- **Extrait présenté**:
——————————

"S'habiller pour l'école" : l'histoire fascinante du vêtement des élèves racontée au Musée national de l'Éducation à Rouen
Au coeur de Rouen, dans la jolie rue Eau de Robec, au 185, se trouve une belle bâtisse à colombages typiquement normande qui abrite le Musée national de l'Education sur trois étages. Conservant près de 950 000 oeuvres et objets en lien avec l'éducation et l'enfance depuis la Renaissance, le musée possède la plus grande collection de patrimoine éducatif en Europe.
Pendant de longues années, les équipes du musée ont travaillé d'arrache pied en sélectionnant 250 objets et documents patrimoniaux et contemporains pour présenter une exposition riche et passionnante sur l'histoire et la place du vêtement scolaire à travers les époques. Les blouses des élèves et des professeurs, les quelques uniformes portés sous la IIIème République, la mode marine ou "british", mais encore la place du vêtement à l'école républicaine et laïque et au sein même de la société. Tout y passe. Ponctuée par des citations de l'écrivaine et prix Nobel de littérature Annie Ernaux et de l'écrivain et journaliste Jules Vallès qui au 19e siècle a beaucoup décrit son expérience d'écolier, cette exposition est à la fois un bond dans le passé et un pas vers l'avenir. Elle est au coeur des questionnements sociétaux actuels : le genre, l'uniforme, la laïcité ou encore l'apprentissage par le vêtement.
Etre écolier
L'élève évolue dans son groupe d'amis et dans sa classe, l'apparence s'avère donc cruciale surtout lors de l'adolescence. L'établissement scolaire devient alors un lieu idéal pour exprimer son style, se distinguer ou au contraire, pour intégrer un groupe. Pourtant, l'institution intègre très peu ces questions dans ses contenus pédagogiques.

——————————

- **Lignes de données**:
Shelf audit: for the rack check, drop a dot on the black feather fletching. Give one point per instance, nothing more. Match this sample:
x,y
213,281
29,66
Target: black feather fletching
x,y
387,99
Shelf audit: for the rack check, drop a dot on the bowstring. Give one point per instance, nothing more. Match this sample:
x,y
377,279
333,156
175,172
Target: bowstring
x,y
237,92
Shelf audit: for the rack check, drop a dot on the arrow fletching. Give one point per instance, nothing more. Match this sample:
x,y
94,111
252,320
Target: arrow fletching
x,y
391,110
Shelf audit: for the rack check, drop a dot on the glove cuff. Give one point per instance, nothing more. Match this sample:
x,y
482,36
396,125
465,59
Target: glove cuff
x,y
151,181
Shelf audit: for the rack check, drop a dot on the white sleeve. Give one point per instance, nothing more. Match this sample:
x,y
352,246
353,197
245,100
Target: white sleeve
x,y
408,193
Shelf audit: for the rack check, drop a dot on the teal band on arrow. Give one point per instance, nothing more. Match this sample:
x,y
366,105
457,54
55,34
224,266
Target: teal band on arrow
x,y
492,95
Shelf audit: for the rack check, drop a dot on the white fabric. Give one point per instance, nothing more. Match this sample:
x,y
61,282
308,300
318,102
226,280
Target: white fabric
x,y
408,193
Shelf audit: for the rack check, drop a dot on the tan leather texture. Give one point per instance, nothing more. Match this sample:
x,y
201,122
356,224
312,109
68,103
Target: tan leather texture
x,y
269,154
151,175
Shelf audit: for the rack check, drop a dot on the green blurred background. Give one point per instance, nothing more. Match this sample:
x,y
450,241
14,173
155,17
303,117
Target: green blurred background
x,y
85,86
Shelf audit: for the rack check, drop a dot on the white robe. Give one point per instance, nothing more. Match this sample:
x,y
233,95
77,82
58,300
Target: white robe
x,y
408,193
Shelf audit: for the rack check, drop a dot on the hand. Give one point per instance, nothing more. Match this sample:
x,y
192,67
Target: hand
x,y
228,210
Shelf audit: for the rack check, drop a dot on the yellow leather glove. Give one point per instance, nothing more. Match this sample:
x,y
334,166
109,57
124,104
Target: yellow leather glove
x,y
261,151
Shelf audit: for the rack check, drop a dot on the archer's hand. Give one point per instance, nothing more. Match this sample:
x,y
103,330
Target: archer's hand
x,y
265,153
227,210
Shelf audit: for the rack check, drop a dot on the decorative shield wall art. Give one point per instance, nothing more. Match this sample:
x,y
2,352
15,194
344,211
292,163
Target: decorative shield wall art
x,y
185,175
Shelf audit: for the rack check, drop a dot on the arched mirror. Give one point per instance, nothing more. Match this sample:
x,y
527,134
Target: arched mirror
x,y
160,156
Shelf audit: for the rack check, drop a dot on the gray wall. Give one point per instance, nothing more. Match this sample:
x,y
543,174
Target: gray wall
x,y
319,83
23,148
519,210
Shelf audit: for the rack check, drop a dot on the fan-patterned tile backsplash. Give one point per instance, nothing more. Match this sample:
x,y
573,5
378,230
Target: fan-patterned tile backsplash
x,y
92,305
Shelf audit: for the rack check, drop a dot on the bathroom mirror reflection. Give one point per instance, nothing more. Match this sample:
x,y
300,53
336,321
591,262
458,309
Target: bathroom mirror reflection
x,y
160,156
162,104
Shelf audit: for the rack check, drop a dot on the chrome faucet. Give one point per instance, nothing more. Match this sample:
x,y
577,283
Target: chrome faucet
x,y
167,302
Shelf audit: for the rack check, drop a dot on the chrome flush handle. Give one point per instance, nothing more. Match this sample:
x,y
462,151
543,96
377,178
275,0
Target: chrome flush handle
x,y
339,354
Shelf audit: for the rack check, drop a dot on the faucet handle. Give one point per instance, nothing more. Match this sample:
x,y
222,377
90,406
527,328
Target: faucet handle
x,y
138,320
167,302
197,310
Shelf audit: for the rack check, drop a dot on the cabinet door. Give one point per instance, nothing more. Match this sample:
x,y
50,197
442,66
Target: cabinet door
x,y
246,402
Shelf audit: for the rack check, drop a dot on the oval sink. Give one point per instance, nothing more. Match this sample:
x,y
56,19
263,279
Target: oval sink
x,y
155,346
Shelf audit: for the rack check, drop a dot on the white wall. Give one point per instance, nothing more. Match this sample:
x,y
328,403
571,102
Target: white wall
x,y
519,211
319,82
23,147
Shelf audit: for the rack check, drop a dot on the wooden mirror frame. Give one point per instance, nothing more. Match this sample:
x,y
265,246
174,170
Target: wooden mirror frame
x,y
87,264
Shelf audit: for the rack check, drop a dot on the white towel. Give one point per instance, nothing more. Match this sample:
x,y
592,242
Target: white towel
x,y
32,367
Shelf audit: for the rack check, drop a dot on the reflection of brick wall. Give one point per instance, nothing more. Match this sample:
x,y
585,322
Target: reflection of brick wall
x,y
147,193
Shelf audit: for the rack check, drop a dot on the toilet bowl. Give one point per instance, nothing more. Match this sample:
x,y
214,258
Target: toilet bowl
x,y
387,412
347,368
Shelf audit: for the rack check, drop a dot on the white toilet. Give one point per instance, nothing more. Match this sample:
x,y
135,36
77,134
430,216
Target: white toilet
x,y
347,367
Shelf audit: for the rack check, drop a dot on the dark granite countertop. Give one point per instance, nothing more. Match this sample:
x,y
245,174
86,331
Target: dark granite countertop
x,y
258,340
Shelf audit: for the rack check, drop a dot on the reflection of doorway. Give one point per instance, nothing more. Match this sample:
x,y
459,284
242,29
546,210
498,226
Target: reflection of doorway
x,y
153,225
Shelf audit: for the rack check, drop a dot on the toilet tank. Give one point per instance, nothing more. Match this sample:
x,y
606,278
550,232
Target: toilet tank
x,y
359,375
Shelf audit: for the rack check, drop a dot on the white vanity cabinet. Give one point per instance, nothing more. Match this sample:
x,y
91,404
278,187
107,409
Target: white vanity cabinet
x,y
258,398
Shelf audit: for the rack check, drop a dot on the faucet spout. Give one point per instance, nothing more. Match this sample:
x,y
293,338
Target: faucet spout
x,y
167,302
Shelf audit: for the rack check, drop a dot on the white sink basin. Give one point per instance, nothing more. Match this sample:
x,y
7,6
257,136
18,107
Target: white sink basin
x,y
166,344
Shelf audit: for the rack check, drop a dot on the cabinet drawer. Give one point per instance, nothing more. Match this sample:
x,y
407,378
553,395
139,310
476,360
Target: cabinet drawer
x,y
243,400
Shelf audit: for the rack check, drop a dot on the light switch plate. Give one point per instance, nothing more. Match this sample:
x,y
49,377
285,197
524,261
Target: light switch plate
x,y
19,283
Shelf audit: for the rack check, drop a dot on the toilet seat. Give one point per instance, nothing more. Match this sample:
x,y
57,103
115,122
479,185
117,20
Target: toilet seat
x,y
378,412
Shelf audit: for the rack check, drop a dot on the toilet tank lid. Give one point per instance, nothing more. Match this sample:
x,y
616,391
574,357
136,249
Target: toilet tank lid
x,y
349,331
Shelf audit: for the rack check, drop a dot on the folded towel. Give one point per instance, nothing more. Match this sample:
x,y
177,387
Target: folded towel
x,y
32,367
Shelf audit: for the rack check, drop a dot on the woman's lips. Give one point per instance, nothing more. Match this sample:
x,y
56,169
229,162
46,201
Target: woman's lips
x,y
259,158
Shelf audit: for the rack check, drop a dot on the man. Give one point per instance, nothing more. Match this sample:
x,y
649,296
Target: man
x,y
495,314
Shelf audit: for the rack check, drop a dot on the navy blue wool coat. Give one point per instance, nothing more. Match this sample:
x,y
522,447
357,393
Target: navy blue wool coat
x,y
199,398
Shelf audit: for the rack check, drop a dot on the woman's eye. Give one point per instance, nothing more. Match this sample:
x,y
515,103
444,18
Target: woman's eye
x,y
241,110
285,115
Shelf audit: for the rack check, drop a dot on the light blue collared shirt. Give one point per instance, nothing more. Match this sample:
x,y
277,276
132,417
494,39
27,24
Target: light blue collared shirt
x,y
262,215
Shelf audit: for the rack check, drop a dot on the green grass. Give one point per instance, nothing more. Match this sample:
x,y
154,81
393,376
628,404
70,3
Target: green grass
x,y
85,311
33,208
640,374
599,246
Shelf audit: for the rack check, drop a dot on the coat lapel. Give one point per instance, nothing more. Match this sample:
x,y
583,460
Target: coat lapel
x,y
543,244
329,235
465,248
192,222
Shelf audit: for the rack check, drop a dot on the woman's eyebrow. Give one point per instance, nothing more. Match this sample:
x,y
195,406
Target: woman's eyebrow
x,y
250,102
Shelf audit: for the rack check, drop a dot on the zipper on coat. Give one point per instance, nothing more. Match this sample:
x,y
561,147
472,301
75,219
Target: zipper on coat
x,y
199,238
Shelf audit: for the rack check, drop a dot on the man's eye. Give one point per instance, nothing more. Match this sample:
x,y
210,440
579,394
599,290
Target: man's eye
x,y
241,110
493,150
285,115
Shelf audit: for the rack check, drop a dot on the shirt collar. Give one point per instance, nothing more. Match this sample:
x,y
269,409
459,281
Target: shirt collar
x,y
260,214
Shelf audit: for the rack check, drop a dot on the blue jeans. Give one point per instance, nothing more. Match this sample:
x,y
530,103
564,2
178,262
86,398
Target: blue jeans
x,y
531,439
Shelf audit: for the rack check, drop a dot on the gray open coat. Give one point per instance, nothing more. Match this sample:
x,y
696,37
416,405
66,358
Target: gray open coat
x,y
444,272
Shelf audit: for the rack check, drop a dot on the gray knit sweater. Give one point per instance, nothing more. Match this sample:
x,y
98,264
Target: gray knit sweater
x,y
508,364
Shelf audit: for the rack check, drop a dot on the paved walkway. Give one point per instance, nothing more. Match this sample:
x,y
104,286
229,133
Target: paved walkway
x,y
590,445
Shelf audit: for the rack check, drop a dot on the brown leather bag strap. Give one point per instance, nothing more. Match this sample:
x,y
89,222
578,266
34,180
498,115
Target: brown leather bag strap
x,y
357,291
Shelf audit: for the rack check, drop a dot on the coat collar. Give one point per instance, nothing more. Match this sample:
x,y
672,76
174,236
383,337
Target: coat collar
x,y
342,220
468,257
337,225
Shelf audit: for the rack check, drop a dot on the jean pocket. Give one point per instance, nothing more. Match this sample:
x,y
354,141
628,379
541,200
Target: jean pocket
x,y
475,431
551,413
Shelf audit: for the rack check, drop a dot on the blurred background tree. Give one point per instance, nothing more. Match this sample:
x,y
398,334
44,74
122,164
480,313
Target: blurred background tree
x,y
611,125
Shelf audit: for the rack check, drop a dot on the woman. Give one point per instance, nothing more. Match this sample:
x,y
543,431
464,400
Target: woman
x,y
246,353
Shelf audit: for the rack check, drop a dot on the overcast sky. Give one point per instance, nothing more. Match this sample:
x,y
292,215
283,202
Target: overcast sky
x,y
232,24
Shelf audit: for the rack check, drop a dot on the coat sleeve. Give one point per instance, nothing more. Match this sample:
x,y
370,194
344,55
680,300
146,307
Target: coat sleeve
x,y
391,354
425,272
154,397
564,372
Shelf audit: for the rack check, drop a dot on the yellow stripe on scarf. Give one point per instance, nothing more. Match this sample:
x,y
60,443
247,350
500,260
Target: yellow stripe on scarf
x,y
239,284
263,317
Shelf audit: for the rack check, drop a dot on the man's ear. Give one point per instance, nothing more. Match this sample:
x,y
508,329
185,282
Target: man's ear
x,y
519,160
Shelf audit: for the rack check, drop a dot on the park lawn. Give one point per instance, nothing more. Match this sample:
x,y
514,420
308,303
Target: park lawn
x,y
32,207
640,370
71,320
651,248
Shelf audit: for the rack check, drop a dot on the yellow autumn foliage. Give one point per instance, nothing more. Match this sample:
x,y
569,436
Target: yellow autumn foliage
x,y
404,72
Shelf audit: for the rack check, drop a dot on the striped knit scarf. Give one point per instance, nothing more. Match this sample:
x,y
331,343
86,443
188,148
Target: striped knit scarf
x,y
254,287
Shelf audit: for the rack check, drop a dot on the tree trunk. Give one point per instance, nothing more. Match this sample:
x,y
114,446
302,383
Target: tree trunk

——————————

- **Exercices**:
A. Reproduisez fidèlement le passage du texte sur l'exposition consacrée au vêtement scolaire, de "Etre écolier" à "ses contenus pédagogiques.".
B. Rédigez la suite du texte sur l'exposition consacrée au vêtement scolaire, en reprenant après sa dernière phrase.

- **Réponses par exercice**:
A.
Etre écolier
L'élève évolue dans son groupe d'amis et dans sa classe, l'apparence s'avère donc cruciale surtout lors de l'adolescence. L'établissement scolaire devient alors un lieu idéal pour exprimer son style, se distinguer ou au contraire, pour intégrer un groupe. Pourtant, l'institution intègre très peu ces questions dans ses contenus pédagogiques.

B.
L'écrivain Alphonse Daudet témoignait dès 1868 dans Le Petit Chose : "Ce qui me frappa d'abord, à mon arrivée au collège, c'est que j'étais le seul avec une blouse. A Lyon, les fils de riches ne portent pas de blouses, il n'y a que les enfants de la rue, les gones comme on dit". A la fin du 19e et au début du 20e siècle, les habits des grands magasins étaient destinés aux familles les plus aisées à cause de leur coût. Dans les familles plus populaires, les vêtements se prêtaient et avaient plusieurs vies. C'est à partir des années 1960 que le prêt-à-porter se développe et devient plus accesible. Dans cette même décennie, la mixité arrive dans les écoles et influence les looks des écoliers. Le pantalon fait son apparition dans la garde-robe des filles, jusqu'alors interdit, sauf en cas de grand froid sous une jupe. Le style des professeurs, autrefois habillés de costumes et vêtements très soignés, se rapproche de plus en plus de celui des élèves avec des tenues plus décontractées.
Le calendrier scolaire est scruté par l'industrie de la mode, notamment la rentrée des classes, pour proposer des nouveaux modèles qui seront les looks en vogue par la suite. L'arrivée de matières plus synthétiques facilitent l'entretien des habits et met de côté les blouses des écoliers pour laisser la place à des tenues plus personnalisées. Lors du confinement au printemps 2020, les élèves ont été chamboulés : loin du regard des camarades, des professeurs et des règles de vie commune, les habitudes vestimentaires ont changé. Le confort a primé.
L'école s'en mêle
Dans l'inconscient collectif, le vêtement de l'écolier est souvent associé à l'uniforme. Rarement porté dans les établissements scolaires français, à l'exception des lycéens internes sous la IIIe République, l'uniforme n'est pas imposé dans les "lois Ferry" de 1881 et 1882. Cependant, dans certaines écoles d'outre-mer et dans l'école des demoiselles de la Légion d'honneur, les élèves portent l'uniforme à l'anglaise.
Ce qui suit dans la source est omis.